- **Excerpts from location labeling data**:
--- --- ---
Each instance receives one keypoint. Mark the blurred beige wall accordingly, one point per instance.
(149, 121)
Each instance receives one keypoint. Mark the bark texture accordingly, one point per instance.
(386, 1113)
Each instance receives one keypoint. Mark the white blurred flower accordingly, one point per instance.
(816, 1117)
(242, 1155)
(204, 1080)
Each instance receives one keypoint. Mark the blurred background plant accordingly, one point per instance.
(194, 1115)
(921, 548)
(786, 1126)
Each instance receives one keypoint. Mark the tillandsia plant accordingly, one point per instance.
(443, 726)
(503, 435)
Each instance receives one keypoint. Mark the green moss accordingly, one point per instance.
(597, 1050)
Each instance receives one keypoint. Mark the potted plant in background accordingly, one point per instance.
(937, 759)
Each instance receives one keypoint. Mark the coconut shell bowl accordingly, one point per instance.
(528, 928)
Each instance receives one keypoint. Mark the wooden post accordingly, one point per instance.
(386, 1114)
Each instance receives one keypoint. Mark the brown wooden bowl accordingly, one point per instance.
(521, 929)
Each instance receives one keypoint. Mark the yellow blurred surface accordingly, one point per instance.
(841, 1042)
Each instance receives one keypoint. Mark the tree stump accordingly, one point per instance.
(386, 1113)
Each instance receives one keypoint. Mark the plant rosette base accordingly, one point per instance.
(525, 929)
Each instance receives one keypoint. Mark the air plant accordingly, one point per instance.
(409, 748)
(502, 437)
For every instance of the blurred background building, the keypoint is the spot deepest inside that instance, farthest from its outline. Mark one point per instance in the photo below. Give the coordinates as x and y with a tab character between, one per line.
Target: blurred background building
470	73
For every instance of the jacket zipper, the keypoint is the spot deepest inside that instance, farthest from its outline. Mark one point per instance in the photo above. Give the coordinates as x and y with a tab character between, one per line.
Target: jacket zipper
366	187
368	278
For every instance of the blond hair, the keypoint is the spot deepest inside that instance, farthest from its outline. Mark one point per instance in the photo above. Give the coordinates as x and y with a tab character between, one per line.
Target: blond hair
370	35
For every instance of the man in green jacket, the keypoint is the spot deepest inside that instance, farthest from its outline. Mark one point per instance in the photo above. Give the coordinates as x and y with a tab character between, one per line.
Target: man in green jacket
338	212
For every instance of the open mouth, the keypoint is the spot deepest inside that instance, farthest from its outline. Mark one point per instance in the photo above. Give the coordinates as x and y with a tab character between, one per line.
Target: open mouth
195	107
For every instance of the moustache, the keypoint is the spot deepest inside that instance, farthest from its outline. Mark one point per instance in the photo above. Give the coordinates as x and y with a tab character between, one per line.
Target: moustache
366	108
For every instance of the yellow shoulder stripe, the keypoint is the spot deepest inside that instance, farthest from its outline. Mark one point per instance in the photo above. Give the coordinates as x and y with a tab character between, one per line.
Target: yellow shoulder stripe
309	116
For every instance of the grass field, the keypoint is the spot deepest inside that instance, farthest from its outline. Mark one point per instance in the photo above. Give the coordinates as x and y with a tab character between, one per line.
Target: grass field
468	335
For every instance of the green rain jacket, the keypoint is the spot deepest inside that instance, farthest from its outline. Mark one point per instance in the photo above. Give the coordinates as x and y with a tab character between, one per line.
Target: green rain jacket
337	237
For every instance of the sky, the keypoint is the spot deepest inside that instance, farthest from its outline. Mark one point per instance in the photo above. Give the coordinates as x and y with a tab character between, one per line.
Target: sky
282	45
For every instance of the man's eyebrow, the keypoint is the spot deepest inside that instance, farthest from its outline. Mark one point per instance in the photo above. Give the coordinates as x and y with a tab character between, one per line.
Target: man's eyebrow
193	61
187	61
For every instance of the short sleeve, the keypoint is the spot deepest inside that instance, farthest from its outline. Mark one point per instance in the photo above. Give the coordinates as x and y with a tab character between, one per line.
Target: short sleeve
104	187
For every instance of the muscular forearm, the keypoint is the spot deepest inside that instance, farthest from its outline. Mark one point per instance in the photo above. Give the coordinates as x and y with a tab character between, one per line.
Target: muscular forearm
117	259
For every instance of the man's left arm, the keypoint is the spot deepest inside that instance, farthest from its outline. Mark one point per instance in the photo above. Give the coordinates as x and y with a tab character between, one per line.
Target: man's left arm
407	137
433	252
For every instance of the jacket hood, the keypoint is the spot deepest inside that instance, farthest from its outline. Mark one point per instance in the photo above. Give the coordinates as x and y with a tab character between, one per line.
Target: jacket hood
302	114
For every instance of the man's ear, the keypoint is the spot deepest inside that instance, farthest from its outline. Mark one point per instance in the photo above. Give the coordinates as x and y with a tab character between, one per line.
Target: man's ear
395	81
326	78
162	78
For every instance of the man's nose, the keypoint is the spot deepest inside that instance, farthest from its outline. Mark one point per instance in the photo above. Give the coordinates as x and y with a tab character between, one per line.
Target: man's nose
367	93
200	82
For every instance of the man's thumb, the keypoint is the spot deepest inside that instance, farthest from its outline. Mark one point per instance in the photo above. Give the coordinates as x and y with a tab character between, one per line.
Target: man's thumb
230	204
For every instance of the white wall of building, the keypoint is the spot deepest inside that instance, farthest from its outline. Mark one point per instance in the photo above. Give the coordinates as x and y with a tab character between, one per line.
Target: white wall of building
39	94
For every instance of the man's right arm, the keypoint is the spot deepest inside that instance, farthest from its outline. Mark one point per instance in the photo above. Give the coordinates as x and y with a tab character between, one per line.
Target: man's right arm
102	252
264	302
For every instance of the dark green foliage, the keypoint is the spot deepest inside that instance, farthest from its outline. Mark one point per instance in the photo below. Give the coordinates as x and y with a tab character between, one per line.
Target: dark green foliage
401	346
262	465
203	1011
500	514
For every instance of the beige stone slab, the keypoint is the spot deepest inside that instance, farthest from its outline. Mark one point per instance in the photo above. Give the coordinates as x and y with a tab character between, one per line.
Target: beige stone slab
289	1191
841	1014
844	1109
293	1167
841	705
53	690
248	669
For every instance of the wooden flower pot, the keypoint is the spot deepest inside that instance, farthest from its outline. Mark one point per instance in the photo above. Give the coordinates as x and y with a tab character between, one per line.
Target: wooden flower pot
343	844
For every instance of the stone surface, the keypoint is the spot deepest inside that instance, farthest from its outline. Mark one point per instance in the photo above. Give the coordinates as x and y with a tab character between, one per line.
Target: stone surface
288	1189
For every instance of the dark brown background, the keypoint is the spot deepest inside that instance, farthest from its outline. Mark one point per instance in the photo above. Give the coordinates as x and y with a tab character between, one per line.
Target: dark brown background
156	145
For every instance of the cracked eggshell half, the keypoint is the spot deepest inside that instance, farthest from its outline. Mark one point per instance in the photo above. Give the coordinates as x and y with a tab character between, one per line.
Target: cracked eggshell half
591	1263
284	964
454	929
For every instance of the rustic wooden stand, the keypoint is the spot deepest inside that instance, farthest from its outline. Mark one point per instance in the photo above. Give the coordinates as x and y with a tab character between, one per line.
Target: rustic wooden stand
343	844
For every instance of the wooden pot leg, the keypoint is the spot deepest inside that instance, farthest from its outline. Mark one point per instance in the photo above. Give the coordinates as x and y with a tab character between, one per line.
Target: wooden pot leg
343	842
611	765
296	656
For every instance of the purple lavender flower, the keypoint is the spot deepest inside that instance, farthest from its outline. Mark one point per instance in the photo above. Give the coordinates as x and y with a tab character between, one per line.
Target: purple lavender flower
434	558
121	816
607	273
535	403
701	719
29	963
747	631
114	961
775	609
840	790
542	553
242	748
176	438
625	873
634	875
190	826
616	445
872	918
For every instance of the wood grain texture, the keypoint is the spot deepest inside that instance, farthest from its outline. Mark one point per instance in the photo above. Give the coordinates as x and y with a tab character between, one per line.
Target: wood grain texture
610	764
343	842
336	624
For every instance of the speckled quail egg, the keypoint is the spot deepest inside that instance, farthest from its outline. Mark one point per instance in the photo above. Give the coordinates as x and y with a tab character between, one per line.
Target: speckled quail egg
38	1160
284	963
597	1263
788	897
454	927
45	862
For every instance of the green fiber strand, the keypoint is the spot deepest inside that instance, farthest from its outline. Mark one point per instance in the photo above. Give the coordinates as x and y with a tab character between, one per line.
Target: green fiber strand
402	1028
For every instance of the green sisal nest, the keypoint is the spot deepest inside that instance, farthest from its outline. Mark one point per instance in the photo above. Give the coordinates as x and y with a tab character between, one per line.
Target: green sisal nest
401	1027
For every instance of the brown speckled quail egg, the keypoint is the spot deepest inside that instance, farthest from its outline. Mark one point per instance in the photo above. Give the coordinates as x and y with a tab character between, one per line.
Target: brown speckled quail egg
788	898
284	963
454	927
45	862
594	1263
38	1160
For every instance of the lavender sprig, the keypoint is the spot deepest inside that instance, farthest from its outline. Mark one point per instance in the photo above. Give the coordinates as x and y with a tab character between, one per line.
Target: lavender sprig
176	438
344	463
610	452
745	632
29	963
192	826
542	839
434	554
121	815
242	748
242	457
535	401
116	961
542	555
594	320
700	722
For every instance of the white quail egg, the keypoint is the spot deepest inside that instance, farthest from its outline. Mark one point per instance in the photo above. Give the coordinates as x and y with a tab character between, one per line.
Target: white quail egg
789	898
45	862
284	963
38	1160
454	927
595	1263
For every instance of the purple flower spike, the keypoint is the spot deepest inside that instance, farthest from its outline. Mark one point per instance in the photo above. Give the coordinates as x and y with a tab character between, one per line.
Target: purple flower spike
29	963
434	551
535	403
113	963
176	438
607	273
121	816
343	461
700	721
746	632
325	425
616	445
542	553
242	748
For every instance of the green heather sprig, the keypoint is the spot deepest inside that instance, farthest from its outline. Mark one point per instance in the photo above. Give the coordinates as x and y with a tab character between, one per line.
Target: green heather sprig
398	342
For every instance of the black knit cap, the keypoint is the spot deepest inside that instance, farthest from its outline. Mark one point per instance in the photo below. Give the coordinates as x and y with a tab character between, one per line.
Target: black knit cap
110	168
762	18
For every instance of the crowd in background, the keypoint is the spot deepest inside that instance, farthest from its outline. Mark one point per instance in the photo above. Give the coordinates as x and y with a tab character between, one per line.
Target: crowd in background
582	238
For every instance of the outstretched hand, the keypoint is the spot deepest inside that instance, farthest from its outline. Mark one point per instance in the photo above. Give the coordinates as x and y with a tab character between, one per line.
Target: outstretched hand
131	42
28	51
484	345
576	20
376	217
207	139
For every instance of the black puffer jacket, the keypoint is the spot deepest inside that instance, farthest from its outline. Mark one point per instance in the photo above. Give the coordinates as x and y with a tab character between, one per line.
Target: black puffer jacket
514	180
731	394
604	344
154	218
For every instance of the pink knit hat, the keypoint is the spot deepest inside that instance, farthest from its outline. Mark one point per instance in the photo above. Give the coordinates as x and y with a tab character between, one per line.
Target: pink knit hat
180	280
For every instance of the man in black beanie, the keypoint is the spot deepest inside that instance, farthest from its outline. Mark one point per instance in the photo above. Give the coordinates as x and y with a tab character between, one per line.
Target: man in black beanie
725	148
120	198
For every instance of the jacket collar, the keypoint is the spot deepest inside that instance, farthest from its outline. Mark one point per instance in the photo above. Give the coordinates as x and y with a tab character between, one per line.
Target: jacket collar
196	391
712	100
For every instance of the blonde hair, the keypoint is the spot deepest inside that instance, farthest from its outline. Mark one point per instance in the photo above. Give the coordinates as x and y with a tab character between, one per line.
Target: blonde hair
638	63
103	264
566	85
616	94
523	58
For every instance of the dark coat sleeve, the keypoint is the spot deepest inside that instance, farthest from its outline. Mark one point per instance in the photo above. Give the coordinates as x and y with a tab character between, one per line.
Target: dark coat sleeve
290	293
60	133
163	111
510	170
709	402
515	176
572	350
--- --- ---
- **Directions**:
Reproduce all of the lines above exactly, from the start of the records down to and including the line containing "(597, 1050)".

- **Finished exercise**:
Each instance receives one keypoint. Mark the blurred beige wall accordingly, one point per instance.
(149, 121)
Each instance receives one keypoint. Mark the bark texture accordingly, one point per instance.
(386, 1113)
Each instance receives one keypoint. Mark the white blurred flower accordingly, one point per instance.
(816, 1117)
(242, 1155)
(204, 1080)
Each instance receives one keypoint. Mark the blurred background plant accordingly, one point per instance.
(194, 1115)
(921, 548)
(786, 1126)
Each instance receives one keypoint. Mark the tillandsia plant accordingly, one point per instance.
(443, 726)
(503, 435)
Each instance receives one keypoint. Mark the green moss accordingly, one point per instance.
(597, 1050)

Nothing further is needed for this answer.